> _EXERCISE DESCRIPTION_: Gather every line of the rows below that contains the word "floor". Case counts.

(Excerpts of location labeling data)
* Begin *

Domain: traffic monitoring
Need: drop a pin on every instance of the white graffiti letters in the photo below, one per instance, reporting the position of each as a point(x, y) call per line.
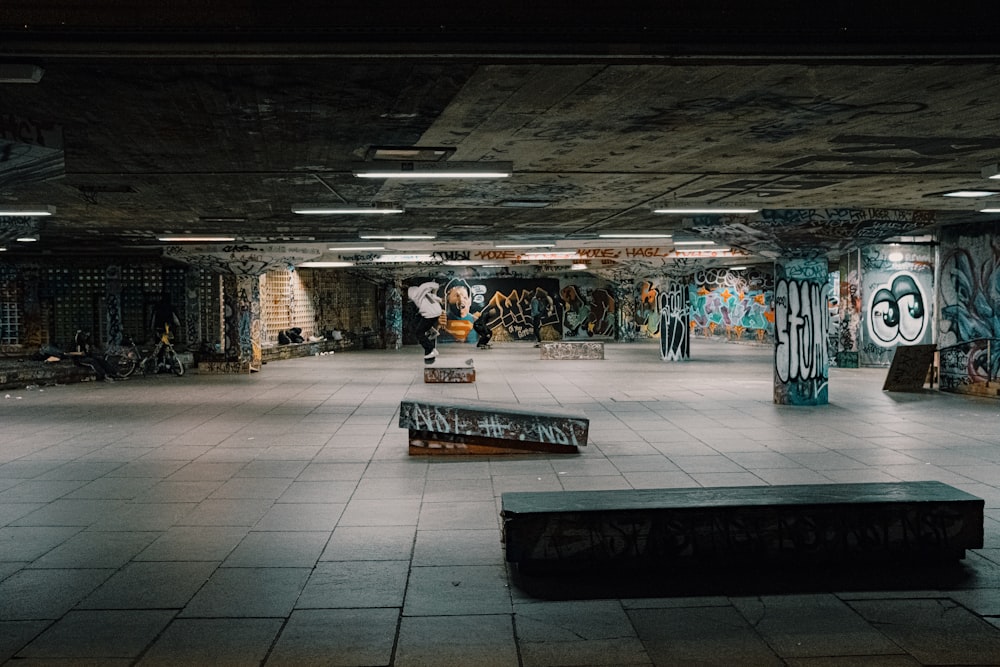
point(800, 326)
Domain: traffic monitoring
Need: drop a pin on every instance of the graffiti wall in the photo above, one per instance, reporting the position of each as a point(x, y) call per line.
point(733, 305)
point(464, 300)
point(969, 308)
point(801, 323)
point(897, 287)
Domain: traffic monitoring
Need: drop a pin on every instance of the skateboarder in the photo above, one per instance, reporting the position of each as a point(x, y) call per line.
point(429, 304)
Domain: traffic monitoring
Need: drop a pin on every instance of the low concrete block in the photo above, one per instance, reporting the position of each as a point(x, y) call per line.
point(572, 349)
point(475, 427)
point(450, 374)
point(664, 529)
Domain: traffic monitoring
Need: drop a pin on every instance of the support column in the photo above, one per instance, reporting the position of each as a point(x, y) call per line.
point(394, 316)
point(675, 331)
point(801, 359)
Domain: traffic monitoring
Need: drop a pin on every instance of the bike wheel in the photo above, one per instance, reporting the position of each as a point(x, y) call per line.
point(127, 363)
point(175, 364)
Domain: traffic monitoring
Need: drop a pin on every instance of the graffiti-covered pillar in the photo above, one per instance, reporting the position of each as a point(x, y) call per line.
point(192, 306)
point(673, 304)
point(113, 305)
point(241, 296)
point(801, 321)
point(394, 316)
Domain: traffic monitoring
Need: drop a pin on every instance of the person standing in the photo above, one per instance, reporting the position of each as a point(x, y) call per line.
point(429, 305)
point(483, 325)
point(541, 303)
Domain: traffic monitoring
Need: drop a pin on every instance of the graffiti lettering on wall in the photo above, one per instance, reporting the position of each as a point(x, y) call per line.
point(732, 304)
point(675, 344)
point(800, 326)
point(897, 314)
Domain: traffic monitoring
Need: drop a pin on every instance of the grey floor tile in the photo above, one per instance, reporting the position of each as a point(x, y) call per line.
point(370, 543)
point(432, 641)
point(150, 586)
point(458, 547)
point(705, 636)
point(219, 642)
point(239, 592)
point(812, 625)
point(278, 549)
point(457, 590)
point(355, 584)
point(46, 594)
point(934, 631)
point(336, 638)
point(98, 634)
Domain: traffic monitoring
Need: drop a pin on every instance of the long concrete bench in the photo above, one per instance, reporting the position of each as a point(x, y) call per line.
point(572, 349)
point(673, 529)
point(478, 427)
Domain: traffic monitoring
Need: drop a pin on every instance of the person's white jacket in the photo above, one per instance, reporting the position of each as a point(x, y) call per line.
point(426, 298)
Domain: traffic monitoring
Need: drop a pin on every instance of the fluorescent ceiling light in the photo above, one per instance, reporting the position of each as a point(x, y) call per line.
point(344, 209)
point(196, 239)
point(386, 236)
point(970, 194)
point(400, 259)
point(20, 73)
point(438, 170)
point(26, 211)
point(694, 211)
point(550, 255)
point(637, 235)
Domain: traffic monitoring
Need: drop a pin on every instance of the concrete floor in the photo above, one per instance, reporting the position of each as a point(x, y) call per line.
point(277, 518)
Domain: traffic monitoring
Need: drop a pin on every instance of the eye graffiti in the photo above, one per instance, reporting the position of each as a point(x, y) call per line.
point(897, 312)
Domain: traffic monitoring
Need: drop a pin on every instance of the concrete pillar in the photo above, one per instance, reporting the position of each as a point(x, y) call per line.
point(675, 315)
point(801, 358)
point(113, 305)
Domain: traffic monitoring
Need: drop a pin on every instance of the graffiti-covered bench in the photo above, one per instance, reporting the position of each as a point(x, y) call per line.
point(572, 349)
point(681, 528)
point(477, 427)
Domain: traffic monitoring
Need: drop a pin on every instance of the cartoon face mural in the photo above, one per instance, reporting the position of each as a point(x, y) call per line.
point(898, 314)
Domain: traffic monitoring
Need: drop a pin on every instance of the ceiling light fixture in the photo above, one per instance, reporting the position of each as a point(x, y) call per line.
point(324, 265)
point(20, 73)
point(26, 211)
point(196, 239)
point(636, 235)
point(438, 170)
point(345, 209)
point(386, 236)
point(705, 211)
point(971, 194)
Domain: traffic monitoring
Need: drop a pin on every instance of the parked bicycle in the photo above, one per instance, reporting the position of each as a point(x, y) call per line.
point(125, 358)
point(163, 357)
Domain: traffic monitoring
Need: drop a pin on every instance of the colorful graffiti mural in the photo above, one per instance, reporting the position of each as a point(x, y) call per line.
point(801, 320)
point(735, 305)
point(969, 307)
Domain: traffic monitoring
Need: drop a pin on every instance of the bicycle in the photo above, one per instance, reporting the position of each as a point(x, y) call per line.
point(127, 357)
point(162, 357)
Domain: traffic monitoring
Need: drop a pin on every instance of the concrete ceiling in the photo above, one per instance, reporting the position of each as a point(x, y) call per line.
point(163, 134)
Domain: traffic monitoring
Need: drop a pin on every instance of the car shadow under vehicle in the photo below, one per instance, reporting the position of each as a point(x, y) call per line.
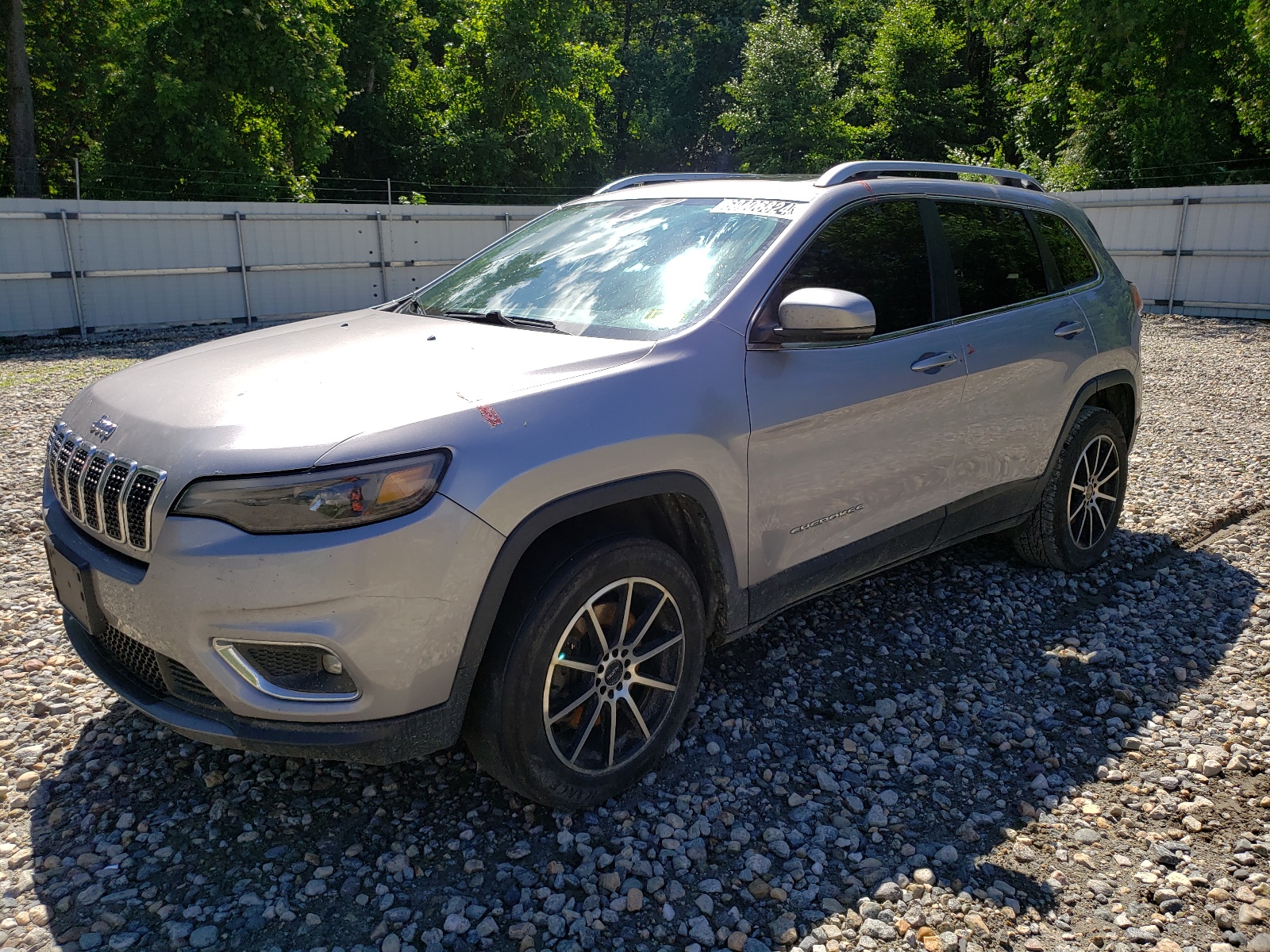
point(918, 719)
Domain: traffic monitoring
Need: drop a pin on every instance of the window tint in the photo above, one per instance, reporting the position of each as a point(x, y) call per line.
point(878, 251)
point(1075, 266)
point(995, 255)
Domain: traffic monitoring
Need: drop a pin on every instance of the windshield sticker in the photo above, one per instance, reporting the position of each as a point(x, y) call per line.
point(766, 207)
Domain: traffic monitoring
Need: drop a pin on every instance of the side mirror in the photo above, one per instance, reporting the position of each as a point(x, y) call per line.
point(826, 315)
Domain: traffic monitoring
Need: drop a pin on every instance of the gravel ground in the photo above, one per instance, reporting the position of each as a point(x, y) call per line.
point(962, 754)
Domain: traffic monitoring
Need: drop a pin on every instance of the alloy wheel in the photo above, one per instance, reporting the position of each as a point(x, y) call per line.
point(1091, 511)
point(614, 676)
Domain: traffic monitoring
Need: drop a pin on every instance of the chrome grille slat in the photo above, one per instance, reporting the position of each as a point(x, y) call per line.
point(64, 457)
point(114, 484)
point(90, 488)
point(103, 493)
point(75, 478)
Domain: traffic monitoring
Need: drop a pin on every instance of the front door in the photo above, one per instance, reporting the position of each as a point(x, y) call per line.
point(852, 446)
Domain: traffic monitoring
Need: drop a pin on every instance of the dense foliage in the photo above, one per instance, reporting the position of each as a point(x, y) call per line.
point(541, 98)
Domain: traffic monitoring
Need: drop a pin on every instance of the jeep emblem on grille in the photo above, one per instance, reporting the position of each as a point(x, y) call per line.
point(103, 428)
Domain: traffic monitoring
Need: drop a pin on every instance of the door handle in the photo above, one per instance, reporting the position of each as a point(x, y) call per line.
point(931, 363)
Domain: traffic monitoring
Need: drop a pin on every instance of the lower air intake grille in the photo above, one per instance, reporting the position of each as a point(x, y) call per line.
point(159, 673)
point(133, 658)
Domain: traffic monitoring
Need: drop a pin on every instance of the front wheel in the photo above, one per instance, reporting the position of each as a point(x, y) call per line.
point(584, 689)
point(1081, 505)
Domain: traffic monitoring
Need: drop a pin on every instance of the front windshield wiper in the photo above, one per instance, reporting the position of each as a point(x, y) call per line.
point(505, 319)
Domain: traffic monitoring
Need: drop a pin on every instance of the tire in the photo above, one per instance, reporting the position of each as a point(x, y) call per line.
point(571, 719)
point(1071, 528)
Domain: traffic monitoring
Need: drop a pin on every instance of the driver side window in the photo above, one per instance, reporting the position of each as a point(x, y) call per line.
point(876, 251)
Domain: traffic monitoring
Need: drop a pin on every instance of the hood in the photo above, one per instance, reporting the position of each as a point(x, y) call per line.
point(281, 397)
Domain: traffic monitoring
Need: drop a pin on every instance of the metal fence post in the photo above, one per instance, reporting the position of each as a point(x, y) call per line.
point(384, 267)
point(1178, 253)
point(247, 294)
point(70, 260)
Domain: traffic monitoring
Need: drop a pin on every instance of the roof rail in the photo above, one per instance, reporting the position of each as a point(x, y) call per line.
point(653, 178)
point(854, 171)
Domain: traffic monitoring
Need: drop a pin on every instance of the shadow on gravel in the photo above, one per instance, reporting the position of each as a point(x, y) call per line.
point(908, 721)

* End *

> _ANSWER BELOW_:
Need: drop a pin on every instance of the grey floor tile in the photo above, one per instance, reporting the position of each as a point(x, y) call per line.
Need: drop a pin on every instance of the concrete floor in the photo above, one per instance, reporting the position of each as a point(x, y) call per line.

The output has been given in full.